• **Task goal**
Your answer should be the line that contains "In the photograph above, where can the black lamp" and each line after it, restated word for word through the final line of the entries.

• **Point-per-instance localization data**
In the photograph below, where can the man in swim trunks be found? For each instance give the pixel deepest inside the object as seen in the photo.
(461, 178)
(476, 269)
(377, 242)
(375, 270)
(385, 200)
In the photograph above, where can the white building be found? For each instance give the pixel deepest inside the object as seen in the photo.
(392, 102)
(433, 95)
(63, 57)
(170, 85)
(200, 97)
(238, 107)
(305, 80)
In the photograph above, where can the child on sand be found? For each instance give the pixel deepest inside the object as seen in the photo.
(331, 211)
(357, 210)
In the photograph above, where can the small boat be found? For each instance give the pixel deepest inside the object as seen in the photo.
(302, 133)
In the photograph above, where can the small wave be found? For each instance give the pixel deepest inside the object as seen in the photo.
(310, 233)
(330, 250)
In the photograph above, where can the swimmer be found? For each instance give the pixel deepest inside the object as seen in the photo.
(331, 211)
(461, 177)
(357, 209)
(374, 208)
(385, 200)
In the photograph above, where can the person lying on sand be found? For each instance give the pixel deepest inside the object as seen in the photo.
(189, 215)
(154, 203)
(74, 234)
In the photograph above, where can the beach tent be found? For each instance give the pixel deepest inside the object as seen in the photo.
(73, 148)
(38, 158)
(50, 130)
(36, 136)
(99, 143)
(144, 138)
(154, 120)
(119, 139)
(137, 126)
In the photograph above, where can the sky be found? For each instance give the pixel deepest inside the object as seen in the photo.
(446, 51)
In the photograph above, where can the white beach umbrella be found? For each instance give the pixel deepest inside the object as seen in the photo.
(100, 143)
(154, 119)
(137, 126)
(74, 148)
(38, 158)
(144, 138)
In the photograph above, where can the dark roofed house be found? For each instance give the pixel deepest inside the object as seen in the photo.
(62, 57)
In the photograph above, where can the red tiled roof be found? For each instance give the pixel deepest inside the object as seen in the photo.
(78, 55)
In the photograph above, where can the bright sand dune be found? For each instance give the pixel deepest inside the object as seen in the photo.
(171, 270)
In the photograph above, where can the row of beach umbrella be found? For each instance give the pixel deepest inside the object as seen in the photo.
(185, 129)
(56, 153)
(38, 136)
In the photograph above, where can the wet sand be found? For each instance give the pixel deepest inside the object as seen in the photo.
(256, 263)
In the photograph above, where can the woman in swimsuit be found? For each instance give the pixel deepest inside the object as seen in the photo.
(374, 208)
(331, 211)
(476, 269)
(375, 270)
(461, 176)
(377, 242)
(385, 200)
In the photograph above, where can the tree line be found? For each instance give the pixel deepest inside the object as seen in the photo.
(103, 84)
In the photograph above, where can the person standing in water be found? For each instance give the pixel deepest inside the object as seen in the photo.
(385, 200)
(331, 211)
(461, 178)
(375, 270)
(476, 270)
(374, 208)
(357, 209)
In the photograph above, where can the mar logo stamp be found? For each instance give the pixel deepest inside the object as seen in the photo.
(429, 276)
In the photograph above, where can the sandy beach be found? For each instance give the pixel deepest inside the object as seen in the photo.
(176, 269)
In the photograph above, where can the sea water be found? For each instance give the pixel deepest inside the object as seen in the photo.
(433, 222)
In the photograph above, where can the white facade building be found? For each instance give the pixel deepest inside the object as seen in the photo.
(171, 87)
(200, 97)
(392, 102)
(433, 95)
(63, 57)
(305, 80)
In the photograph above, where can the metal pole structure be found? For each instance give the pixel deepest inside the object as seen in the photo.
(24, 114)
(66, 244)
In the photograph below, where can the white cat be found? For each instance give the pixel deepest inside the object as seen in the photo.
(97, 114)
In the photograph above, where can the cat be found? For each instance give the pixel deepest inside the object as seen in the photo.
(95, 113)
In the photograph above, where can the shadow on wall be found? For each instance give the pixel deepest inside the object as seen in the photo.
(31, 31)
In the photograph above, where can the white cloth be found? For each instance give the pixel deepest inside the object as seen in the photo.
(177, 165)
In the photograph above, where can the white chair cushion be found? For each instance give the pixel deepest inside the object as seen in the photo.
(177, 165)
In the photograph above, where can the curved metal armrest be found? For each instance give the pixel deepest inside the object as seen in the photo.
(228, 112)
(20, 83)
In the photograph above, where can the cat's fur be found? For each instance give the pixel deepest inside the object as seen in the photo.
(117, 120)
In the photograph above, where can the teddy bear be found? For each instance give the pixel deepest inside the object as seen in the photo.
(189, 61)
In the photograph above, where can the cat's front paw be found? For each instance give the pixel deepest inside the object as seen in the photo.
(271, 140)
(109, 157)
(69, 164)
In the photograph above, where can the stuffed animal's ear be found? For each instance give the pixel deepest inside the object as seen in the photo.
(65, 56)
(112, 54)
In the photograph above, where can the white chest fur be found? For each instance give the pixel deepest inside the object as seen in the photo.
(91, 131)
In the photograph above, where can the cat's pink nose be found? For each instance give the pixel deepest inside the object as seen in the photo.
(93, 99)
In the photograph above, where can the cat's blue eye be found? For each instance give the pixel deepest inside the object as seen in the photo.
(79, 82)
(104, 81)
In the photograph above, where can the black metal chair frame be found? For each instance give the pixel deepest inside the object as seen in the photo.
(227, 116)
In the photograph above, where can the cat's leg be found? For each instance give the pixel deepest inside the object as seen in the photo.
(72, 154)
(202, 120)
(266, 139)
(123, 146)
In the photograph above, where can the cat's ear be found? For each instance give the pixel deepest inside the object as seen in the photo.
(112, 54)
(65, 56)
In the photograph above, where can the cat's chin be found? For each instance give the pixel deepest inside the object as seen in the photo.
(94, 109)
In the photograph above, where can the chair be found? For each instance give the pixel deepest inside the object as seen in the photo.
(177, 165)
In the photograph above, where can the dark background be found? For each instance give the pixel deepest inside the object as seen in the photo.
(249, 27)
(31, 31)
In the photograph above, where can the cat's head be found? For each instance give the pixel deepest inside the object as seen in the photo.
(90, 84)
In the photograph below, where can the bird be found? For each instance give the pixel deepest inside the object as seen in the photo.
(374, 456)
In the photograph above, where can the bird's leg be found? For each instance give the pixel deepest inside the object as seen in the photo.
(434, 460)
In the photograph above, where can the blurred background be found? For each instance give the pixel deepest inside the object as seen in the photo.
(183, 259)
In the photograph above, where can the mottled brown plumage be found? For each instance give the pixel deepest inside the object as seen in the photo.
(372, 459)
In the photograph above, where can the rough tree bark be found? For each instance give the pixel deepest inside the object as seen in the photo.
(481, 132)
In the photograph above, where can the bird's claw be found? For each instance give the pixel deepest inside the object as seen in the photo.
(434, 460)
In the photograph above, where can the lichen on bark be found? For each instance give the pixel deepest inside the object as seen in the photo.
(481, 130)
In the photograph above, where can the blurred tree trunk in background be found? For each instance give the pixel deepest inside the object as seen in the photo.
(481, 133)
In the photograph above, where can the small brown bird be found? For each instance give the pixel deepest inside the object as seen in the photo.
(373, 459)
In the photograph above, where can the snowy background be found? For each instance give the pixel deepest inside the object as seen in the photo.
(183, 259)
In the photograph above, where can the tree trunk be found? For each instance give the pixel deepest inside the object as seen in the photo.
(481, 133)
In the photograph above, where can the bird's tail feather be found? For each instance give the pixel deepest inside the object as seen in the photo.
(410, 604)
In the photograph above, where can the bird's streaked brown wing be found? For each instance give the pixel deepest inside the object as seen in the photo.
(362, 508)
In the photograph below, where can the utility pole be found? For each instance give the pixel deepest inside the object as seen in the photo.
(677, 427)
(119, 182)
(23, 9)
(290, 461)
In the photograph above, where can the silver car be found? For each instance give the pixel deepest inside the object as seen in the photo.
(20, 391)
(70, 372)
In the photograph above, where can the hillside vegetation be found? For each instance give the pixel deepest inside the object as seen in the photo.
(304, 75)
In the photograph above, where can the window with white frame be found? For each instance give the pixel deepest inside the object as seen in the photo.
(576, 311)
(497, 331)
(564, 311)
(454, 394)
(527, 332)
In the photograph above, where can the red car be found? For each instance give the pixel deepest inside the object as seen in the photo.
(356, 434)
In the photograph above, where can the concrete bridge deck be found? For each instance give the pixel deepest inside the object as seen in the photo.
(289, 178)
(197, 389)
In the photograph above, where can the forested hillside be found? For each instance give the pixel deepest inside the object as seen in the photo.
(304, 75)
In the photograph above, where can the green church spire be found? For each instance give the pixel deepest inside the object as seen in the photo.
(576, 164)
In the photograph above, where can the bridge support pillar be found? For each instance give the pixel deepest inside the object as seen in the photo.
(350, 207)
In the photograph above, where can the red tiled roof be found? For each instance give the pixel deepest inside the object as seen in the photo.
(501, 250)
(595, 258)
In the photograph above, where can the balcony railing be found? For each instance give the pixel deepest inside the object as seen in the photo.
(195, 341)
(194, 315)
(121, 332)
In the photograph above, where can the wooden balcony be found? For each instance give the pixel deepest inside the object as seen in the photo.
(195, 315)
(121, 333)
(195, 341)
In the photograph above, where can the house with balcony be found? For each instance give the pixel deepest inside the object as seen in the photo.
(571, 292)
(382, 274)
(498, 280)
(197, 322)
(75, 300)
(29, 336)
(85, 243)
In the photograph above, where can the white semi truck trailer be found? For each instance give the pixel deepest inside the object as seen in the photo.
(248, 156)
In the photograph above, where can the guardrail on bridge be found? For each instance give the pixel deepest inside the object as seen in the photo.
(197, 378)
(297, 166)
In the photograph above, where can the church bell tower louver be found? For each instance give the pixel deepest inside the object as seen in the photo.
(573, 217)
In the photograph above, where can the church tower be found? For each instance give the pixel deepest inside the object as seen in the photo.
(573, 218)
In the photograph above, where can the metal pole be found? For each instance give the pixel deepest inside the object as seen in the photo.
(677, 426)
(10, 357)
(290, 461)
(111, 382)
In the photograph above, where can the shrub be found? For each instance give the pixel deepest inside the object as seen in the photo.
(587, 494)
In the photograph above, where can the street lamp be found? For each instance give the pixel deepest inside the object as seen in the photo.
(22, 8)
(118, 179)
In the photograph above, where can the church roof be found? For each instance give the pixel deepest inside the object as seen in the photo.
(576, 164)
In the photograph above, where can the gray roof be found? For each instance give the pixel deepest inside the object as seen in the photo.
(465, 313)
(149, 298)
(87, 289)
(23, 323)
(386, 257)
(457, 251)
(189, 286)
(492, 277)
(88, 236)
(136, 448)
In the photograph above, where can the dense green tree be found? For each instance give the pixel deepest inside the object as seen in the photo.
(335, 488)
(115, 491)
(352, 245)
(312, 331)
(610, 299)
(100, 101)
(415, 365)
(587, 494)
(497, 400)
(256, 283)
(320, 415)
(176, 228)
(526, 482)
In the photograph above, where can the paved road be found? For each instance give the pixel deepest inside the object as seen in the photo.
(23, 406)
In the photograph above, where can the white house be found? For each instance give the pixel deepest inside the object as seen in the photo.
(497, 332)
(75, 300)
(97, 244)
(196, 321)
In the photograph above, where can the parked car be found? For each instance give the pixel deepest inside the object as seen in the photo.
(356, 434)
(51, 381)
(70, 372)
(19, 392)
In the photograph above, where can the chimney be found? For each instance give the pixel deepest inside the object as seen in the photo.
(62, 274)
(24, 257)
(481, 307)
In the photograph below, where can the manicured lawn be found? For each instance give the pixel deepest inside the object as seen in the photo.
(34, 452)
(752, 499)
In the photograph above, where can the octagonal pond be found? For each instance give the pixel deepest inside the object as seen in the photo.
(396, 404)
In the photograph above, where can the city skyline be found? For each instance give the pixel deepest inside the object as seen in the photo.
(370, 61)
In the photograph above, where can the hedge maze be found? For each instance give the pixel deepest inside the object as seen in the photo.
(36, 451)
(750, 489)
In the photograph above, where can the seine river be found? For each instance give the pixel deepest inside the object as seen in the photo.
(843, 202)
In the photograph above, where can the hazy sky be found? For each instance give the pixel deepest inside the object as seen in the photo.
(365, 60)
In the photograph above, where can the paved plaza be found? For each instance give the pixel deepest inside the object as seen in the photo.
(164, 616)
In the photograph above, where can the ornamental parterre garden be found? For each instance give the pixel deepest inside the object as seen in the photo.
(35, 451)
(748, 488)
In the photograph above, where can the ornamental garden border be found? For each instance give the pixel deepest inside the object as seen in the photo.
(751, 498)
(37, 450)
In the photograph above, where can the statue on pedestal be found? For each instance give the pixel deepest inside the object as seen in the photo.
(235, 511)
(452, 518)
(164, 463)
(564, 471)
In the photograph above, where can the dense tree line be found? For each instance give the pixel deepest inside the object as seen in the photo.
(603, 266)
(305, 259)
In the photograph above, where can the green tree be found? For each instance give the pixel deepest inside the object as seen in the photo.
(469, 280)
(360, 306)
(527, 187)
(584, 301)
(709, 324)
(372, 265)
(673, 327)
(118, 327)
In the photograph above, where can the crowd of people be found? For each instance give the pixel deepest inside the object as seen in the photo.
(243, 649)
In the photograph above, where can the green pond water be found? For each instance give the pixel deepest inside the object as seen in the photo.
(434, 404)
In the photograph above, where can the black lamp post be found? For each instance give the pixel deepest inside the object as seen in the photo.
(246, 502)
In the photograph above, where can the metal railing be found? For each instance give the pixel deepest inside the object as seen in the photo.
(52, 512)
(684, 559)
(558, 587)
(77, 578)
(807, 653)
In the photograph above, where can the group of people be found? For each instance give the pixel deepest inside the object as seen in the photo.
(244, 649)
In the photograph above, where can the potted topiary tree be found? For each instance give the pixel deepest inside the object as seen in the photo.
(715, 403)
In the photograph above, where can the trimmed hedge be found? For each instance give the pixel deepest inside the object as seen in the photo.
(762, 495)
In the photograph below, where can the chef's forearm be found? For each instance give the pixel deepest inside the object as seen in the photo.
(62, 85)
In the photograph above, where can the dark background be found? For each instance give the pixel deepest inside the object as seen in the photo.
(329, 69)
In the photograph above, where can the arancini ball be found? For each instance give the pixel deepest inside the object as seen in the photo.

• **Exercise solution**
In the photograph above, where can the black lamp post be found? For each instance give the pixel deepest inside the object as seen in the photo.
(246, 502)
In the photograph above, where can the metal railing be found? For each instance give the pixel deepest inside the object as seen in the photo.
(52, 512)
(684, 559)
(558, 587)
(77, 578)
(807, 653)
In the photograph above, where can the group of people be found? For each instance give the pixel deepest inside the object as seen in the photo.
(244, 649)
In the photograph above, where can the potted topiary tree be found? For each instance give the pixel deepest inside the object as seen in the photo.
(715, 403)
In the photograph above, where can the trimmed hedge be found? For each instance give the pixel deepest inside the object as seen in the photo.
(762, 495)
In the photograph below, where can the chef's forearm be found? For each instance give the pixel deepest inside the object as seen in the photo.
(62, 85)
In the photograph above, where can the dark background be found? For each instance give the pixel deepest inside the object as seen in the photo.
(329, 69)
In the photograph above, where can the arancini ball be found? For each instance give the pixel deepest inside the object as seen in the photo.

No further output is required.